Retype the records below word for word and omit any image.
# # #
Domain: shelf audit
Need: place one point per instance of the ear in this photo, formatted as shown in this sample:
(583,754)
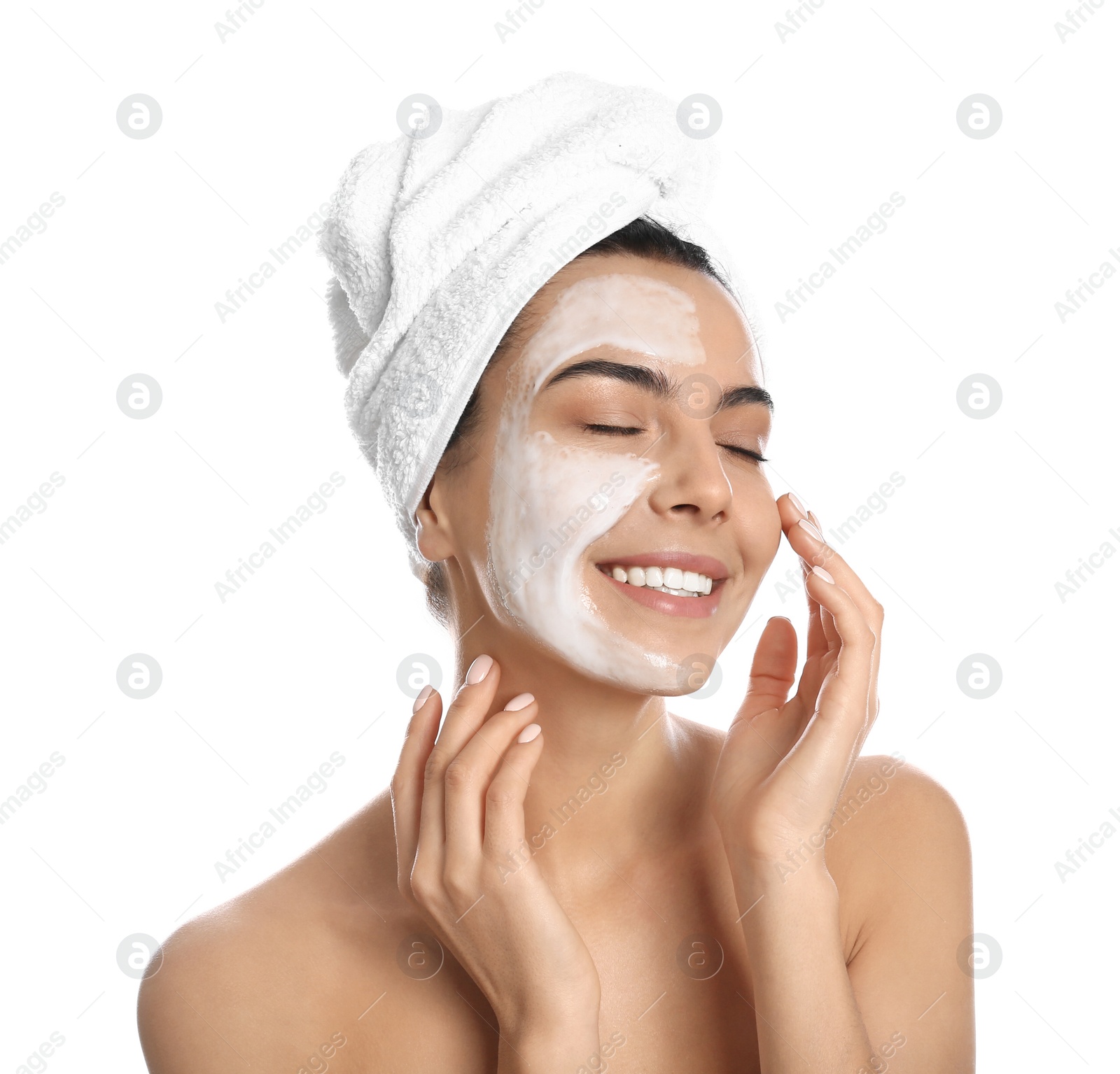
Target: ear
(434,532)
# # #
__Problem solution__:
Domain: shelf audit
Need: place one point per instance of the ear in this photo, formatted as shown in this sample:
(583,754)
Target: ear
(434,532)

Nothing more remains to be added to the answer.